### THE REQUEST
Can you rename "even-odd" to "odd-even" throughout the rows below and leave every other character unchanged?

### DATA PROVIDED

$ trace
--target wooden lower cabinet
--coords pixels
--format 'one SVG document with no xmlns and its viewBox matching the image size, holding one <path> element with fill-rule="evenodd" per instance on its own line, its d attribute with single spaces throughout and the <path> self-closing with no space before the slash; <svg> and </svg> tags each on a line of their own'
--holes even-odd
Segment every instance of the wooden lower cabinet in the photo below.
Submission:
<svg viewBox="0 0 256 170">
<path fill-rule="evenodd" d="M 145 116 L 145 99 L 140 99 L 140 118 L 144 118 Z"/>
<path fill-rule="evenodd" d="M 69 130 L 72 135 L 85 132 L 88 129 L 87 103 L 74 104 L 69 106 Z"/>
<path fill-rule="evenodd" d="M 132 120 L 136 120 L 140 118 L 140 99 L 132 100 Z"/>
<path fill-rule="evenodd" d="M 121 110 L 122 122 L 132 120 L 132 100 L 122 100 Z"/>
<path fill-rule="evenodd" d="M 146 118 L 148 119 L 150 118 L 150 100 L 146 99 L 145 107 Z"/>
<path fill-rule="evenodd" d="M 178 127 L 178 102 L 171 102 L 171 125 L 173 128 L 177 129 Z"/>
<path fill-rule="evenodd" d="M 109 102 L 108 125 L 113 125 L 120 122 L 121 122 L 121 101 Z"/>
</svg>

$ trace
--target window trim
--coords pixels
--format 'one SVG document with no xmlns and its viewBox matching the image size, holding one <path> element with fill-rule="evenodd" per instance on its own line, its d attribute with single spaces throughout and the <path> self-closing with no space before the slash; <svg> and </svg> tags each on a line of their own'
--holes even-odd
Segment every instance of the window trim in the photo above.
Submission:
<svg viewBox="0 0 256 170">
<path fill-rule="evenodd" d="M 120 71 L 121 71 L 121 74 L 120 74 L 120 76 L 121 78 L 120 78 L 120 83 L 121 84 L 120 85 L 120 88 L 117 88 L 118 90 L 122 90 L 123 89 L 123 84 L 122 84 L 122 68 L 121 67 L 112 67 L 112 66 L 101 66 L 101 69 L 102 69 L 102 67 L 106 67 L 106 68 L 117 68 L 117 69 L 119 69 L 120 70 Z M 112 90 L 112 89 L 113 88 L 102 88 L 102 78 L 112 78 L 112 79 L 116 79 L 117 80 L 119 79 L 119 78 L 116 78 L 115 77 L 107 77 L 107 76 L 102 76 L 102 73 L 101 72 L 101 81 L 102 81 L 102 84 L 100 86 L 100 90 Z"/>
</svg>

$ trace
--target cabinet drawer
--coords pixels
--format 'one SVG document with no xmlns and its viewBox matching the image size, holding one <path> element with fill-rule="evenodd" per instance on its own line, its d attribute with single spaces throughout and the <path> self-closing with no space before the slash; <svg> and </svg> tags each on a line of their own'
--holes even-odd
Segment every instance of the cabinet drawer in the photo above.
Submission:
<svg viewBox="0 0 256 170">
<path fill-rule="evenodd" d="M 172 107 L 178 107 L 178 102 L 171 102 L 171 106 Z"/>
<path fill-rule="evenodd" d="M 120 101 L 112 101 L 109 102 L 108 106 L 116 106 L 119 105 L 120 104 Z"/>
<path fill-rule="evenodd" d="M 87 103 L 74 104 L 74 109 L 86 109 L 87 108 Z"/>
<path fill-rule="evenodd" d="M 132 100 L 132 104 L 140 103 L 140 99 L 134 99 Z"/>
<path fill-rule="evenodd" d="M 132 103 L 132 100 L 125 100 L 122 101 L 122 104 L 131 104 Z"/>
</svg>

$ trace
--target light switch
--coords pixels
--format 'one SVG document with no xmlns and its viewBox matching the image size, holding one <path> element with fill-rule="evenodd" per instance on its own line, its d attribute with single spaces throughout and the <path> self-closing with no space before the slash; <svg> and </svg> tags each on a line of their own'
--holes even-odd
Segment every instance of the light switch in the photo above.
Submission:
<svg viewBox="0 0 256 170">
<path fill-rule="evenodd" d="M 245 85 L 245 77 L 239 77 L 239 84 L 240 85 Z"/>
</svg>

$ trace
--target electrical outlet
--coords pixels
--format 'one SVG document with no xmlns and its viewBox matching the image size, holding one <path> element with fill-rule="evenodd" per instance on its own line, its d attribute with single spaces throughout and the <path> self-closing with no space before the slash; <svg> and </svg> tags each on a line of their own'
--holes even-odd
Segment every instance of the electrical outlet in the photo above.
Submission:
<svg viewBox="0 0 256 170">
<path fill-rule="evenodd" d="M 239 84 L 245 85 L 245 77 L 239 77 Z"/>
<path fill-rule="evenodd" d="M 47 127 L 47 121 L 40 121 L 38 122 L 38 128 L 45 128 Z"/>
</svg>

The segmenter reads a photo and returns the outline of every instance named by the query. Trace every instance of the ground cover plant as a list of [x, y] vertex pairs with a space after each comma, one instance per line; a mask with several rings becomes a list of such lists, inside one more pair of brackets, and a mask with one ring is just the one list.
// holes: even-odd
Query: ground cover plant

### EXPECTED ANSWER
$ trace
--target wooden lower cabinet
--coords pixels
--format 'one SVG document with no xmlns and its viewBox matching the image size, holding one <path> element with fill-rule="evenodd" per instance on its own line, its d attribute with single spaces throughout and the <path> self-closing with no space before the slash; <svg> and </svg> tags each on a line of their own'
--holes odd-even
Segment every instance of the wooden lower cabinet in the photo below.
Submission:
<svg viewBox="0 0 256 170">
<path fill-rule="evenodd" d="M 145 116 L 145 99 L 140 99 L 140 118 L 144 118 Z"/>
<path fill-rule="evenodd" d="M 69 130 L 72 135 L 85 132 L 88 129 L 87 103 L 74 104 L 69 106 Z"/>
<path fill-rule="evenodd" d="M 132 120 L 136 120 L 140 118 L 140 99 L 132 100 Z"/>
<path fill-rule="evenodd" d="M 121 110 L 122 122 L 132 120 L 132 100 L 122 100 Z"/>
<path fill-rule="evenodd" d="M 146 118 L 148 119 L 150 118 L 150 100 L 146 99 L 145 107 Z"/>
<path fill-rule="evenodd" d="M 178 127 L 178 102 L 171 102 L 171 125 L 173 128 L 177 129 Z"/>
<path fill-rule="evenodd" d="M 109 102 L 108 125 L 113 125 L 120 122 L 121 122 L 121 101 Z"/>
</svg>

$ trace
--target window trim
--coords pixels
--format 'one SVG document with no xmlns and its viewBox matching the image size, holding one <path> element with fill-rule="evenodd" per instance on its own line, its d attribute with single spaces throughout and the <path> self-closing with no space before the slash; <svg> and </svg> tags each on a line of their own'
--holes odd-even
Segment every instance of the window trim in the photo above.
Submission:
<svg viewBox="0 0 256 170">
<path fill-rule="evenodd" d="M 120 71 L 121 71 L 121 74 L 120 74 L 120 76 L 121 78 L 120 78 L 120 83 L 121 84 L 120 85 L 120 88 L 117 88 L 118 90 L 122 90 L 123 89 L 123 84 L 122 84 L 122 68 L 121 67 L 112 67 L 112 66 L 101 66 L 101 69 L 102 69 L 102 67 L 106 67 L 106 68 L 117 68 L 117 69 L 119 69 L 120 70 Z M 112 90 L 112 89 L 113 88 L 102 88 L 102 78 L 112 78 L 112 79 L 116 79 L 117 80 L 119 79 L 119 78 L 116 78 L 115 77 L 107 77 L 107 76 L 102 76 L 102 73 L 101 72 L 101 81 L 102 81 L 102 84 L 100 86 L 100 90 Z"/>
</svg>

$ trace
--target cabinet drawer
--coords pixels
--format 'one SVG document with no xmlns and its viewBox matching the image size, holding one <path> element with fill-rule="evenodd" per instance on its own line, its d attribute with single spaces throughout and the <path> self-closing with no space before the slash; <svg> and </svg> tags each on a line of their own'
--holes odd-even
Segment every instance of the cabinet drawer in the photo above.
Submission:
<svg viewBox="0 0 256 170">
<path fill-rule="evenodd" d="M 172 107 L 178 107 L 178 102 L 171 102 L 171 106 Z"/>
<path fill-rule="evenodd" d="M 120 101 L 112 101 L 109 102 L 108 106 L 116 106 L 119 105 L 120 104 Z"/>
<path fill-rule="evenodd" d="M 87 103 L 74 104 L 74 109 L 86 109 L 87 108 Z"/>
<path fill-rule="evenodd" d="M 132 100 L 132 104 L 140 103 L 140 99 L 134 99 Z"/>
<path fill-rule="evenodd" d="M 132 103 L 132 100 L 125 100 L 122 101 L 122 104 L 131 104 Z"/>
</svg>

$ trace
--target light switch
--coords pixels
--format 'one SVG document with no xmlns and its viewBox matching the image size, holding one <path> element with fill-rule="evenodd" per instance on its own line, its d attribute with single spaces throughout and the <path> self-closing with no space before the slash; <svg> and </svg> tags each on a line of their own'
--holes odd-even
Segment every instance of the light switch in the photo above.
Submission:
<svg viewBox="0 0 256 170">
<path fill-rule="evenodd" d="M 245 85 L 245 77 L 239 77 L 239 84 L 240 85 Z"/>
</svg>

$ trace
--target electrical outlet
--coords pixels
--format 'one SVG document with no xmlns and its viewBox matching the image size, holding one <path> element with fill-rule="evenodd" per instance on its own line, its d attribute with single spaces throughout and the <path> self-closing with no space before the slash; <svg> and </svg> tags each on a line of their own'
--holes odd-even
Segment every instance of the electrical outlet in the photo above.
Submission:
<svg viewBox="0 0 256 170">
<path fill-rule="evenodd" d="M 239 84 L 245 85 L 245 77 L 239 77 Z"/>
<path fill-rule="evenodd" d="M 47 127 L 47 121 L 40 121 L 38 122 L 38 128 L 45 128 Z"/>
</svg>

The segmenter reads a photo and returns the outline of every instance named by the query. Trace every instance of the ground cover plant as a list of [x, y] vertex pairs with a space after each comma, one instance per line; a mask with several rings becomes a list of such lists, inside one more pair of brackets, and a mask with one ring is just the one list.
// holes: odd-even
Query: ground cover plant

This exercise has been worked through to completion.